* **BRIEF**: What is needed is the whole of the data, set down exactly.
START RECORDS SUPPLIED
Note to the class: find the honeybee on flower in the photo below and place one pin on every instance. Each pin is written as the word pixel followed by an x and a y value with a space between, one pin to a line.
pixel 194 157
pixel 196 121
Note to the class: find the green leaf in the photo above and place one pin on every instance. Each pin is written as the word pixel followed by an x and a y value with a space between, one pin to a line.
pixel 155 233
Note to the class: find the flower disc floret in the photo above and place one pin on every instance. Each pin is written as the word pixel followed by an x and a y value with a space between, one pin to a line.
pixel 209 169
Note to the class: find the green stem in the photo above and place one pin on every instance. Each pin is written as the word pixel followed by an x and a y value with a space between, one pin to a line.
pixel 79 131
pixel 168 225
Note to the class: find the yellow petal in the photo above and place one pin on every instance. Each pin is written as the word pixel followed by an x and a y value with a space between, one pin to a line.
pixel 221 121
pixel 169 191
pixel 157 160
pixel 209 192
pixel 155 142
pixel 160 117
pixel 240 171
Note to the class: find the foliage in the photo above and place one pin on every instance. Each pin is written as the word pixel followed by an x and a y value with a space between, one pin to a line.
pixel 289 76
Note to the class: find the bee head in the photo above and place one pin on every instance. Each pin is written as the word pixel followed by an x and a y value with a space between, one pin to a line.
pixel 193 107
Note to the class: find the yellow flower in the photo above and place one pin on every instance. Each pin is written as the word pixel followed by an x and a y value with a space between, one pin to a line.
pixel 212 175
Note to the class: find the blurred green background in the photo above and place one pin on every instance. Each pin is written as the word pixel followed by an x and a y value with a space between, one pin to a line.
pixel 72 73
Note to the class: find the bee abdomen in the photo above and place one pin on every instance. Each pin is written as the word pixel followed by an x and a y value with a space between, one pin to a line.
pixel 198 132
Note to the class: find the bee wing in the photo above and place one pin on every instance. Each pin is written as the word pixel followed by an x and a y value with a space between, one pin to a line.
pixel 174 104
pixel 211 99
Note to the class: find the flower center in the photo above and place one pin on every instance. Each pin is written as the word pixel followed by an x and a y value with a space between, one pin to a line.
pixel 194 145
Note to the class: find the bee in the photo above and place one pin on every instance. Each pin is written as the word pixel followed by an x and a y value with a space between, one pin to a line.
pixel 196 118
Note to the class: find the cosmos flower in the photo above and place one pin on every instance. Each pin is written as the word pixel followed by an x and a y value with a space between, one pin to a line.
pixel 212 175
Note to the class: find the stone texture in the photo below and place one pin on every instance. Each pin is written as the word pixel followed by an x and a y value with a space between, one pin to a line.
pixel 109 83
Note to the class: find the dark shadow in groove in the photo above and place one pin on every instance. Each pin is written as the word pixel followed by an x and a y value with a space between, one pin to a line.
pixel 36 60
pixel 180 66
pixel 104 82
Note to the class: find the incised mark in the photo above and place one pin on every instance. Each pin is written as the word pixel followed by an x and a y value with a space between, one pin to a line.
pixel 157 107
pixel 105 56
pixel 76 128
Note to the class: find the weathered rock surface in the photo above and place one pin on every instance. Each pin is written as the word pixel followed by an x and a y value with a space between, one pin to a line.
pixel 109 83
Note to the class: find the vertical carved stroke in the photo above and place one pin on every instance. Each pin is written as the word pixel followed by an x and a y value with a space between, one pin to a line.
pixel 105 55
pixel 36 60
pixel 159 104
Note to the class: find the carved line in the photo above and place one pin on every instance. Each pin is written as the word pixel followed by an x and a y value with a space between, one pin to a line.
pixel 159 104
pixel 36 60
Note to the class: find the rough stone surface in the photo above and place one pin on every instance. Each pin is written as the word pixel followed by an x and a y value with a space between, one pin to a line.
END RECORDS SUPPLIED
* **RESPONSE FOR THIS EXERCISE**:
Note to the class: find the honeybee on flower in the photo below and place one pin on every instance. Each pin is written as the word pixel followed by an x and a y value with a space between, one pin to a line.
pixel 194 157
pixel 196 121
Note to the class: find the green leaf in the photo above and place one pin on every instance. Each pin is written as the word pixel followed by an x and a y value with a space between, one pin to a line.
pixel 155 233
Note to the class: find the flower disc floret in the photo above and place one pin on every instance. Each pin is written as the word pixel followed by an x and a y value with a space between, one pin to a line.
pixel 209 169
Note to the class: find the green stem in the photo above and place one pin on every instance. Each pin is written as the word pixel followed by an x and a y value with a space between, one pin to a line.
pixel 79 131
pixel 168 225
Note to the class: find the yellow petal in the photo above and place one pin on every instance. Each pin is written as the word pixel followed by an x and a y value with a space between, one pin to a line.
pixel 221 121
pixel 169 191
pixel 157 160
pixel 209 192
pixel 155 142
pixel 160 117
pixel 240 171
Note to the class: find the foliage in the photo above and place one pin on every instance. Each pin is written as the word pixel followed by an x and a y value with a space between, one pin to a line.
pixel 289 76
Note to the class: find the bee head in the photo above and place one pin on every instance. Each pin is written as the word pixel followed by an x and a y value with a space between, one pin to a line.
pixel 193 107
Note to the class: find the yellow flower in the photo above and place one pin on every instance. Each pin is written as the word pixel followed by an x and a y value with a space between, one pin to a line.
pixel 212 175
Note to the class: find the blurred green background in the photo above and place one pin on every instance. Each pin is written as the word pixel followed by an x and a y value with a space between, one pin to a line.
pixel 72 73
Note to the class: find the bee abdomen in the photo above and place one pin on every instance. Each pin is written as the word pixel followed by an x and a y value with a space between, one pin to a line.
pixel 198 132
Note to the class: find the bee wing in the photo above and place one pin on every instance. Each pin is written as the word pixel followed by an x and a y value with a space between, one pin to a line.
pixel 174 104
pixel 211 99
Note to the class: find the flower center in the photo above and place one pin on every instance. Each pin is written as the word pixel followed by an x and a y value with a space between, one pin to a line.
pixel 194 145
Note to the class: find the bee in the photo above and place one pin on every instance. Each pin is written as the word pixel followed by an x and a y value with a space between, one pin to a line.
pixel 196 118
Note to the class: find the cosmos flower in the photo above and place one pin on every instance. Each pin is written as the word pixel followed by an x and a y value with a space between, one pin to a line.
pixel 212 175
Note to the class: find the stone texture in the photo below and place one pin on every instance. Each pin is written as the word pixel followed by an x and a y value with a space between, one pin to a line.
pixel 109 83
Note to the class: find the dark shadow in groove in the photo above and place one pin on every instance. Each pin is written as the word pixel followed by an x and a y value with a space between, one pin to a line.
pixel 36 60
pixel 180 66
pixel 104 82
Note to the class: find the incised mark in the photo above and place one pin on every instance. Each pin is written as the word pixel followed by an x and a y value with a space between, one pin to a line.
pixel 157 107
pixel 105 56
pixel 76 128
Note to the class: find the weathered rock surface in the photo above and place one pin on every instance. Each pin is written as the word pixel followed by an x and a y value with a space between, one pin to a line.
pixel 109 83
Note to the class: find the vertical carved stroke in the photo above and place one pin on every instance. Each pin is written as the word pixel followed by an x and a y value with a space between, one pin to a line.
pixel 105 55
pixel 36 60
pixel 159 104
Note to the class: find the carved line in the photo above and place one pin on every instance. Each pin is written as the word pixel followed by an x and a y value with a space between, one pin to a line.
pixel 159 104
pixel 36 60
Note to the class: find the rough stone surface in the photo above and place one pin on every instance. Each pin is written as the word pixel followed by an x and a y value with a space between, one pin to a line.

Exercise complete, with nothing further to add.